### Input rows
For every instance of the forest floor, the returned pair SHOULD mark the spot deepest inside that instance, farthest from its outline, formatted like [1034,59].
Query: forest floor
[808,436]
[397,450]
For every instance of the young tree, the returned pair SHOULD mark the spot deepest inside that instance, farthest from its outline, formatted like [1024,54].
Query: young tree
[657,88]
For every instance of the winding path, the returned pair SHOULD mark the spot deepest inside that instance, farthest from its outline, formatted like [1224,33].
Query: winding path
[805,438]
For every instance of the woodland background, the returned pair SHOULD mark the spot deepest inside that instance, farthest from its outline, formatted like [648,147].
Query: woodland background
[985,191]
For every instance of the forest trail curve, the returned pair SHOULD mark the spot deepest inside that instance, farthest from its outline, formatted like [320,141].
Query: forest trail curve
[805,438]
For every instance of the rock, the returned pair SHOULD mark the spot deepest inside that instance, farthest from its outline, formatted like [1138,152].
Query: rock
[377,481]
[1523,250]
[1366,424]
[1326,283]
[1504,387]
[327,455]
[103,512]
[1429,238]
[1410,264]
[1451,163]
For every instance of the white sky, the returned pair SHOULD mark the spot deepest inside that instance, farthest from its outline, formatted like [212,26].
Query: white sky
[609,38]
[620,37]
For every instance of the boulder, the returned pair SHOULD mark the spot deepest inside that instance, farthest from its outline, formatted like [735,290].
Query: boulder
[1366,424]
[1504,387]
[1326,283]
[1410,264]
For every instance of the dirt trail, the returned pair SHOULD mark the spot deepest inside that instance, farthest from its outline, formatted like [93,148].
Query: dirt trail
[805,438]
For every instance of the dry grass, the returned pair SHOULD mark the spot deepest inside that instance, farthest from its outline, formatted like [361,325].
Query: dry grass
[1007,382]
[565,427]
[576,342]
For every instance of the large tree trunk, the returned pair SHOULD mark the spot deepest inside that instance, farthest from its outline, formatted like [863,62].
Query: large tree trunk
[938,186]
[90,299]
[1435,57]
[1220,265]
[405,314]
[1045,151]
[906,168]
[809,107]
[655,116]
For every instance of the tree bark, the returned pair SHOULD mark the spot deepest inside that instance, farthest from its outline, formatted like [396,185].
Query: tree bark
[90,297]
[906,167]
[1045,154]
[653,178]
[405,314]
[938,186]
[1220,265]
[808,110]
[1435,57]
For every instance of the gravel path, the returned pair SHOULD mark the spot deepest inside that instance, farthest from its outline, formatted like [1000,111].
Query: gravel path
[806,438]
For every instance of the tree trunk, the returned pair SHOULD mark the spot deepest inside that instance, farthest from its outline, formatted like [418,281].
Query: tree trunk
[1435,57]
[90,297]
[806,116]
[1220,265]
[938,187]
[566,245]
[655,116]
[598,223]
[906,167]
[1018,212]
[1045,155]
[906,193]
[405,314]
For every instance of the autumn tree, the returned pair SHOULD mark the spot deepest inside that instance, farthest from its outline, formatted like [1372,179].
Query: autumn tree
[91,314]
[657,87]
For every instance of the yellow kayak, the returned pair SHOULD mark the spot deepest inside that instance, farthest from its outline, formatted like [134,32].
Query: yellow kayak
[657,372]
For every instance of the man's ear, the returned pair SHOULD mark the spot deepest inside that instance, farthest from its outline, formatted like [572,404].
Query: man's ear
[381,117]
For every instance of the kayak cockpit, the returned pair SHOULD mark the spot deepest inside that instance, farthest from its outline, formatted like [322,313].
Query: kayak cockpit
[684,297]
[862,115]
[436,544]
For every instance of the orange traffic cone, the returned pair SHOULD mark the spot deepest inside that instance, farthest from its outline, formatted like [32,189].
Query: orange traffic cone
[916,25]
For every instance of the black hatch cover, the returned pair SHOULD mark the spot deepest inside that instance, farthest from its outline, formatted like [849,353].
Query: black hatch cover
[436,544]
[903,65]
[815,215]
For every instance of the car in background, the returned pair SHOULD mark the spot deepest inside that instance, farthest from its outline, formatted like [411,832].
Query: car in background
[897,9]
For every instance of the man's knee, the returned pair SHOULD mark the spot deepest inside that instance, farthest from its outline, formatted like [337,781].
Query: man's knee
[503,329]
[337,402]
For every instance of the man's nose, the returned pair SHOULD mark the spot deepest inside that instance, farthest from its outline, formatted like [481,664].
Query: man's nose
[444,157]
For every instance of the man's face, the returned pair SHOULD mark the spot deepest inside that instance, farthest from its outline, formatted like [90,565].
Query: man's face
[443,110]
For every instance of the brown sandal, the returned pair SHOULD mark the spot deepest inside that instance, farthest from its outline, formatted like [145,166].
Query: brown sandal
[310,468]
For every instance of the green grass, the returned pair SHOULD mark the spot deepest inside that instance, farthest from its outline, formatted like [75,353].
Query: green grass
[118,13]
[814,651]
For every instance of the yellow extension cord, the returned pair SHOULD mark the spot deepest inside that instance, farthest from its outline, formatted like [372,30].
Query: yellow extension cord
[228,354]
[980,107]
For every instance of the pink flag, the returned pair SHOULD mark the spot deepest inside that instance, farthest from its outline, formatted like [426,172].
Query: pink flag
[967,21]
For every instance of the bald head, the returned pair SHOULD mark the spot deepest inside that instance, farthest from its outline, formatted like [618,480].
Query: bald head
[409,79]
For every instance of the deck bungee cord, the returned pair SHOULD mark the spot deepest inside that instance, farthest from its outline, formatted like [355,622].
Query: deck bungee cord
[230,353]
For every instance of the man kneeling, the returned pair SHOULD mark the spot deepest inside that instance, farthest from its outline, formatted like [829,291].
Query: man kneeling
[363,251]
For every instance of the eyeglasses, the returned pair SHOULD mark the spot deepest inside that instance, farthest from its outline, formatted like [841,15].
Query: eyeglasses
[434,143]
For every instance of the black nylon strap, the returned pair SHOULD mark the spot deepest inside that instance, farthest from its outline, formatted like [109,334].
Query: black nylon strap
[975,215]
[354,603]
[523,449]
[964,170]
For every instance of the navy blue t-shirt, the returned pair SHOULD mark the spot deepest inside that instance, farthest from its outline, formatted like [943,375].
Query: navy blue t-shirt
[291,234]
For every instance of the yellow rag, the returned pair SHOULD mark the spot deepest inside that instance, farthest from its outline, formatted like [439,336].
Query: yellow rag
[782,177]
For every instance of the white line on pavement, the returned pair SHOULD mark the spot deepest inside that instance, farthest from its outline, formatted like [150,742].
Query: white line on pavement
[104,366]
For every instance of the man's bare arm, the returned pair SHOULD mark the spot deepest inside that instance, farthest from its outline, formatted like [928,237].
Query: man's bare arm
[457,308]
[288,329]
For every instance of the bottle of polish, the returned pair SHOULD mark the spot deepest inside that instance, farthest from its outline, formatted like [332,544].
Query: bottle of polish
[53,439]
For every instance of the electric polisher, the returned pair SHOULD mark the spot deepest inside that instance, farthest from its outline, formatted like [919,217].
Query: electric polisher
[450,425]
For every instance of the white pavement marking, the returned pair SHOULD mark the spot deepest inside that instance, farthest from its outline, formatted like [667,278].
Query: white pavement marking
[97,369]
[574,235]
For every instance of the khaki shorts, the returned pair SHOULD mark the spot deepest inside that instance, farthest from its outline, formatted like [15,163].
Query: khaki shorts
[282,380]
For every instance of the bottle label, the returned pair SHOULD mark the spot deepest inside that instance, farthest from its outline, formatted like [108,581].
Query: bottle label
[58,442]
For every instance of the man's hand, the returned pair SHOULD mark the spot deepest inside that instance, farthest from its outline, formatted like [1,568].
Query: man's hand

### Set exercise
Set out exactly the run of lines that begins at the line holding "For every instance of the bottle of" and ends at the last line of the data.

### Answer below
For every instance of the bottle of polish, the returned pair SHOULD mark the spot deepest inside that instance, farthest from its outline, formatted like [332,544].
Query: bottle of polish
[53,439]
For every instance of the electric polisher, the returned pair SHOULD mark the spot deepest inside that instance, farthest from its outline, formatted like [919,217].
Query: electric polisher
[450,425]
For every instance of the white pavement marking, the returned pair SHOULD mark the spot deepest inside that instance, farthest from its outline, formatted like [667,278].
Query: white pavement marking
[97,369]
[574,235]
For every instance of the khaki shorts, the returned pair SHOULD mark the spot deepest inside that instance, farthest from its outline, formatted like [15,163].
Query: khaki shorts
[282,380]
For every instance of the bottle label, the returned pair SHOULD mark the spot deepest inside that instance, farthest from its outline, formatted like [108,581].
Query: bottle label
[58,442]
For every instance of the man's hand, the returned pair SHOULD mark the spot deepest inside that instance, farthest from its outline, formatted like [1,568].
Query: man's hand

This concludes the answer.